■ Kegiatan A ■
Menurut teks refleksi, kisah apa yang tiba-tiba terpampang di depan mata tokoh aku?
■ Kegiatan B ■
Tolong salin persis bagian teks refleksi dari "Refleksi dua panggung" sampai dengan "sasaran anak panahnya.".
■ Kegiatan C ■
Tentukan apakah tiap pernyataan berikut sesuai dengan teks refleksi, lalu jawab ya atau tidak disertai kutipan persis dari teks yang menjadi dasarnya: (i) Saat menari, tokoh aku menjadi Kurawa. (ii) Panggung tokoh aku tetap berupa rekaan belaka. (iii) Peristiwa itu terjadi dalam hitungan minggu.

■ Teks Kajian ■
● ● ● ●
Refleksi dua panggung
Dalam hitungan jam di hari itu, aku merasa dihempaskan oleh sebuah gelombang tak tampak hingga jatuh ke dasar sumur tak bertepi. Panggungku menjadi semakin nyata, bukan lagi rekaan belaka. Tiba-tiba kisah gugurnya Abimanyu terpampang di depan mata. Seperti melihat matinya nurani di padang Kurusetra. Terlalu banyak orang yang menyelingkuhi hatinya sehingga tidak lagi peduli kepada siapa panah-panah Kurawa itu harus dihunjamkan. Yang penting, harus ada yang dikorbankan demi sebuah pelampiasan. Sementara saat menari aku menjadi Kurawa, hanya berbeda beberapa hari saja, aku menjadi sasaran anak panahnya.
● ● ● ●
[Entri data tersimpan]
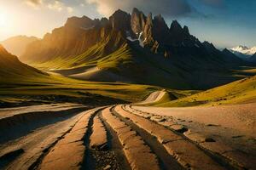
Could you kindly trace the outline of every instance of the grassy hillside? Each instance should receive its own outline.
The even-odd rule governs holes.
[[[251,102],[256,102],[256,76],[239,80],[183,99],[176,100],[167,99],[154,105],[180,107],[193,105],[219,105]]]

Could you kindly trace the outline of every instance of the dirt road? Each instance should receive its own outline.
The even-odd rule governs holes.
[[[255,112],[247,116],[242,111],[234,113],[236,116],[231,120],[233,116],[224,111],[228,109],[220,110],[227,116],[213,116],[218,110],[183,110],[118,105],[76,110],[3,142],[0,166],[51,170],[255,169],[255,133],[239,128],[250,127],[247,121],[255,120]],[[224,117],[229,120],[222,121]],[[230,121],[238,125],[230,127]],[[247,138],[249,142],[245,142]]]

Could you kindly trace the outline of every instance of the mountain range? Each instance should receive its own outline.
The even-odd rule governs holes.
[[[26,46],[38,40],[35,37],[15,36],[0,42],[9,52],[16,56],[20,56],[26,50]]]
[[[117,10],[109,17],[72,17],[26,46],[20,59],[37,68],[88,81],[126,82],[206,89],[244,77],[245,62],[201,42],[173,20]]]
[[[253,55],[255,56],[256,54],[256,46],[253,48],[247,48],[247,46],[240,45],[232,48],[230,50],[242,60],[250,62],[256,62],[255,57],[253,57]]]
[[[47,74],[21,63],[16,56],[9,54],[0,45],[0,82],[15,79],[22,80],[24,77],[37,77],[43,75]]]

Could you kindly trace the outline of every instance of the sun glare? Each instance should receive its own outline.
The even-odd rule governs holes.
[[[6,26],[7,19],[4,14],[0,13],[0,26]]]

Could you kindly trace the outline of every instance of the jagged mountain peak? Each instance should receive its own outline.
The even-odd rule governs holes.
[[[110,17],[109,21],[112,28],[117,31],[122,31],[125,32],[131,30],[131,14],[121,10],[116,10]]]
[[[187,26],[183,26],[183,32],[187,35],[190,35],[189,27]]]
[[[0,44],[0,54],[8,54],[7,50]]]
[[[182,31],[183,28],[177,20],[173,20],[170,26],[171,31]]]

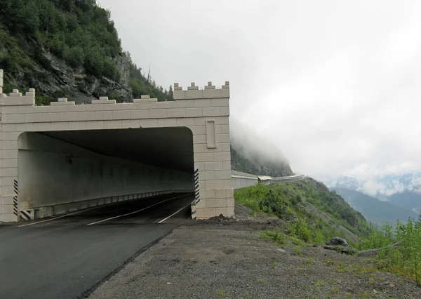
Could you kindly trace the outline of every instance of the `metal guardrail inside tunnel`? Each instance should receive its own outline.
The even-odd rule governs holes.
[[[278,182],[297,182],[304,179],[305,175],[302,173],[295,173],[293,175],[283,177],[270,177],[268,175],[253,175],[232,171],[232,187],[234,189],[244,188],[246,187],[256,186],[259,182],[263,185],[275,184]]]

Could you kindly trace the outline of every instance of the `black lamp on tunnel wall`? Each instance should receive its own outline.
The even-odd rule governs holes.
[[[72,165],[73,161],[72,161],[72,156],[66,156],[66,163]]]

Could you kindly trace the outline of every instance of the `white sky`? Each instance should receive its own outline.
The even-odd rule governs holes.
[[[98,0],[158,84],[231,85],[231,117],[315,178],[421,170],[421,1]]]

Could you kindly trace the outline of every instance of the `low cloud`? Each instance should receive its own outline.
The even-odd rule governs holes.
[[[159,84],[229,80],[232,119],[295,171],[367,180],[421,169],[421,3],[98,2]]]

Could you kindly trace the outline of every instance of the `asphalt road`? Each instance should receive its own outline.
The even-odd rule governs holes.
● ● ● ●
■ Hasil A ■
Kisah gugurnya Abimanyu.

■ Hasil B ■
Refleksi dua panggung
Dalam hitungan jam di hari itu, aku merasa dihempaskan oleh sebuah gelombang tak tampak hingga jatuh ke dasar sumur tak bertepi. Panggungku menjadi semakin nyata, bukan lagi rekaan belaka. Tiba-tiba kisah gugurnya Abimanyu terpampang di depan mata. Seperti melihat matinya nurani di padang Kurusetra. Terlalu banyak orang yang menyelingkuhi hatinya sehingga tidak lagi peduli kepada siapa panah-panah Kurawa itu harus dihunjamkan. Yang penting, harus ada yang dikorbankan demi sebuah pelampiasan. Sementara saat menari aku menjadi Kurawa, hanya berbeda beberapa hari saja, aku menjadi sasaran anak panahnya.

■ Hasil C ■
(i) Ya: "Sementara saat menari aku menjadi Kurawa"
(ii) Tidak: "Panggungku menjadi semakin nyata, bukan lagi rekaan belaka."
(iii) Tidak: "Dalam hitungan jam di hari itu"